* **Aim of the exercise**
Please print all of the material below, word for word.

* **Dataset entries**
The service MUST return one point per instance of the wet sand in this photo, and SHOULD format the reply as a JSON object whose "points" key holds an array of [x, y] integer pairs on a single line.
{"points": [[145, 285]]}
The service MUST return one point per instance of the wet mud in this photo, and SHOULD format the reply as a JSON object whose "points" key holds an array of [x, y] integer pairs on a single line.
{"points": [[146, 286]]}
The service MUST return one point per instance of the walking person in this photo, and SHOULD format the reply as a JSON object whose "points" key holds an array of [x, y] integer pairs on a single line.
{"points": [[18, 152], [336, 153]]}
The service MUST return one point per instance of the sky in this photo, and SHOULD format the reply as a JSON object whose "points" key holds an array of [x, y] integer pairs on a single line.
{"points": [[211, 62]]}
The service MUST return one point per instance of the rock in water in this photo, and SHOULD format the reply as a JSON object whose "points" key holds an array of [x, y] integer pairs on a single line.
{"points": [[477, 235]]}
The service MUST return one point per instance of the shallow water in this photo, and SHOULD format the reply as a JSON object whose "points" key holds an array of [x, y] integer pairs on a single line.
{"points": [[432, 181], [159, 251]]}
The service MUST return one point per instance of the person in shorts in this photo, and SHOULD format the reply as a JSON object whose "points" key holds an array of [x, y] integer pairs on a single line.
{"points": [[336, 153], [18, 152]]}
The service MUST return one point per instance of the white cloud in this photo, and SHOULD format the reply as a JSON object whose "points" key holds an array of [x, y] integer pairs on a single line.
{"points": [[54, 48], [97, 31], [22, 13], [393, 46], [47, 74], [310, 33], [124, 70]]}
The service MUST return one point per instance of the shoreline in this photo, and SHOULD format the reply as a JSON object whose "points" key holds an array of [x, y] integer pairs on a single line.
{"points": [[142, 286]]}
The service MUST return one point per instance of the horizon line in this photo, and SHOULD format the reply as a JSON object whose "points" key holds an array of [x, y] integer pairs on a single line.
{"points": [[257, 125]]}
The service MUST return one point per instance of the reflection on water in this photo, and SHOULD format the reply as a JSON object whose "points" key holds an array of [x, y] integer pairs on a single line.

* **Answer below**
The service MUST return one point per instance of the wet sand in this photo, and SHOULD format the reply as a JSON object whose "points" key holds an array of [x, y] integer pairs on a single line.
{"points": [[145, 285]]}
The service MUST return one point per instance of the wet mud in this photo, and SHOULD format the reply as a JSON object whose "points" key holds an array of [x, y] integer pairs on a single line.
{"points": [[146, 286]]}
The service MUST return one point per instance of the walking person in this photo, and SHOULD format the reply as a JSON object whose "points" key holds an array of [x, y] integer pairs on a single line.
{"points": [[18, 152], [336, 153]]}
The service MUST return one point per instance of the sky in this photo, and SHOULD format the reply as a JSON object whose "points" key holds an array of [x, y] integer pairs on a single line.
{"points": [[211, 62]]}
The service MUST return one point per instance of the rock in water in this photo, and SHOULD format the reply as a JSON object whose "points" key holds an array of [x, y] integer pairs on a single line.
{"points": [[477, 235]]}
The service MUST return one point per instance of the shallow water in this photo, and SHOULD format the reply as a JSON object whose "points" key holds an array of [x, y] integer pairs on a single line.
{"points": [[432, 181], [159, 251]]}
The service MUST return one point per instance of the person in shorts in this photo, and SHOULD format the reply as a JSON object whose "points" key holds an array of [x, y] integer pairs on a single line.
{"points": [[336, 153], [18, 152]]}
The service MUST return one point per instance of the white cloud in this photo, and SHOULD format the reply as a JSON object whose "points" key holds an array of [x, y] integer pairs on a single line.
{"points": [[54, 48], [97, 31], [22, 13], [393, 46], [47, 74], [310, 33], [124, 70]]}
The service MUST return one point per instance of the shoreline in this photo, and SHOULD format the reply as a JSON object whose "points" key holds an array of [x, y] integer pairs on a single line.
{"points": [[142, 286]]}
The service MUST return one point per instance of the horizon line in this photo, and SHOULD format the reply as a JSON object whose "points" key holds an array of [x, y] integer pairs on a single line.
{"points": [[257, 125]]}
The service MUST return one point per instance of the reflection on water in this photo, and SHOULD format the reply as a JSON object whose "points" key holds an array of [x, y] integer pairs on a single line.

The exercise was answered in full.